§ SOURCE:

'''

Opinion
No. C 11-1869 PJH (PR)
11-14-2011
EUGENE ALLEN, Petitioner, v. MARTIN HOSHINO, Chairman, Board of Parole Hearings, Respondent.
ORDER DISMISSING
PETITION FOR FAILURE TO
EXHAUST
Petitioner, a California state inmate, has filed a petition for writ of habeas corpus pursuant to 28 U.S.C. § 2254. He has paid the filing fee.
The petition attacks denial of parole, so venue is proper in this district, which is where petitioner is confined. See 28 U.S.C. § 2241(d).
BACKGROUND
Petitioner was convicted in 1972 of first degree murder. He was sentenced to prison for seven years to life. This petition is directed to a denial of parole on November 30, 2010.

'''

§ LIST OF TASKS:
A) Quote the order from "ORDER DISMISSING" to "U.S.C. § 2241(d).".
B) According to the order, of what crime was the petitioner convicted in 1972?
C) Recast the paragraph of the order beginning "Petitioner was convicted in 1972" as a brief list.
The data below comes from a separate source, unrelated to the order.

§ DATA SHOWN:
'''

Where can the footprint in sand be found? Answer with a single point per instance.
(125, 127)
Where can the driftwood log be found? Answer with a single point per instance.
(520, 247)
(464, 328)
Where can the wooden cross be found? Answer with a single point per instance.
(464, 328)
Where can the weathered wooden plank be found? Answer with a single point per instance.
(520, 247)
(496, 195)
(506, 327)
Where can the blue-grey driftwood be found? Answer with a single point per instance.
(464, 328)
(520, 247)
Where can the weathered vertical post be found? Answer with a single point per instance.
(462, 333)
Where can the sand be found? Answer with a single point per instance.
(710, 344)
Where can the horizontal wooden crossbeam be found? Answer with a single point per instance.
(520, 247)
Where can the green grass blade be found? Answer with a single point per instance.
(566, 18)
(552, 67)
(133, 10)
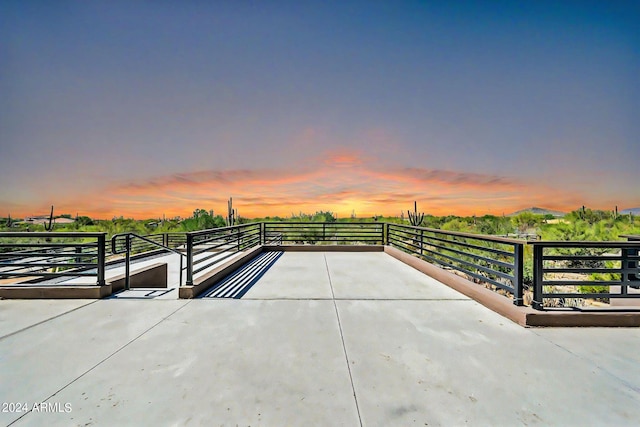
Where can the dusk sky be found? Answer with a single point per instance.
(141, 109)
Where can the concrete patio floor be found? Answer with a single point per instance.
(325, 339)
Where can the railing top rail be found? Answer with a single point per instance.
(215, 230)
(49, 234)
(321, 223)
(576, 244)
(462, 234)
(115, 236)
(631, 236)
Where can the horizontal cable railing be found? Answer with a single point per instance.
(124, 243)
(578, 270)
(493, 260)
(338, 233)
(207, 248)
(48, 255)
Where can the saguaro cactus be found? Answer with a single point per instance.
(49, 226)
(415, 218)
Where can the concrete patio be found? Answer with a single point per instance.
(317, 338)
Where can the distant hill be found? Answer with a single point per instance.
(539, 211)
(633, 211)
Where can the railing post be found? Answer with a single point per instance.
(101, 259)
(79, 251)
(189, 260)
(538, 277)
(263, 238)
(518, 286)
(127, 267)
(386, 237)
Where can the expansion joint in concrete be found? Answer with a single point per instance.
(344, 347)
(105, 359)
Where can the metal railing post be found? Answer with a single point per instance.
(386, 226)
(101, 259)
(127, 267)
(263, 238)
(538, 277)
(518, 284)
(189, 260)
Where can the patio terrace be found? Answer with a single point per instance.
(316, 338)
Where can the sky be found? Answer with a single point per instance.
(151, 108)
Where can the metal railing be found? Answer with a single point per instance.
(123, 243)
(493, 260)
(207, 248)
(584, 270)
(47, 255)
(337, 233)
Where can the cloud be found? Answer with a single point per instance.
(341, 180)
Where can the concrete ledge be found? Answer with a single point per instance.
(324, 248)
(210, 278)
(55, 292)
(524, 316)
(151, 276)
(484, 296)
(608, 319)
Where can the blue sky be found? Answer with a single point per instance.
(144, 108)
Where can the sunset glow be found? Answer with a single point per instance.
(143, 110)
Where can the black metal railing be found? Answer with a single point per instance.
(207, 248)
(337, 233)
(42, 256)
(578, 270)
(493, 260)
(124, 243)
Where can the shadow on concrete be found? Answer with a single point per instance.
(140, 293)
(238, 283)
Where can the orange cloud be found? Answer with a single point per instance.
(340, 181)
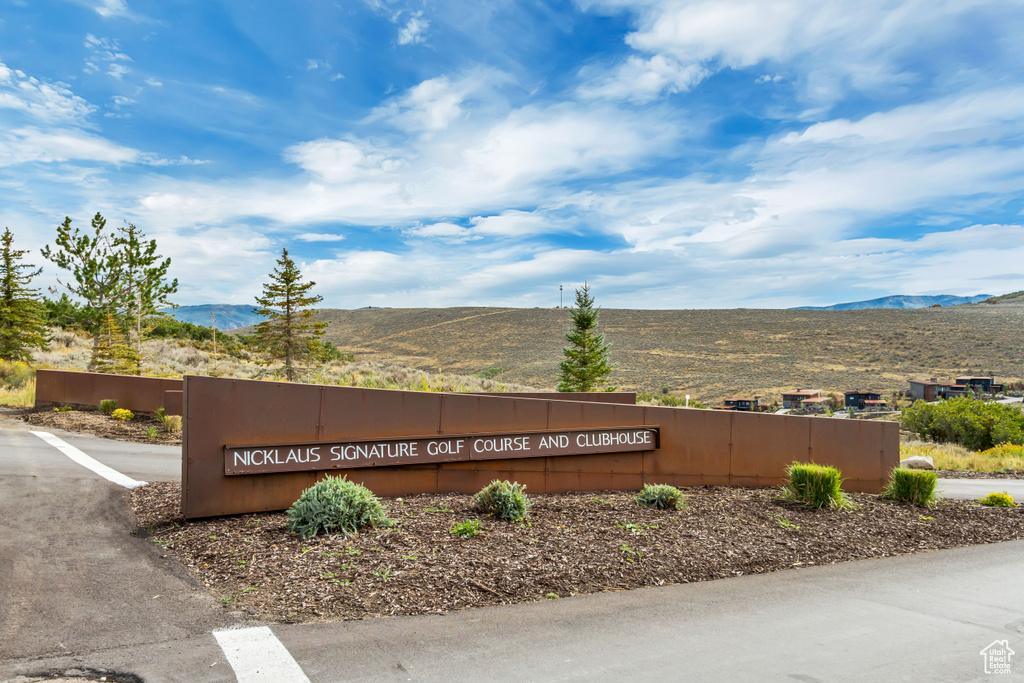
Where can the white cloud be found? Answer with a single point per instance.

'''

§ RESULTS IN ORDER:
A)
ORDER DISMISSING
PETITION FOR FAILURE TO
EXHAUST
Petitioner, a California state inmate, has filed a petition for writ of habeas corpus pursuant to 28 U.S.C. § 2254. He has paid the filing fee.
The petition attacks denial of parole, so venue is proper in this district, which is where petitioner is confined. See 28 U.S.C. § 2241(d).

B) First degree murder.

C)
- Convicted in 1972 of first degree murder
- Sentenced to prison for seven years to life
- Petition challenges the parole denial of November 30, 2010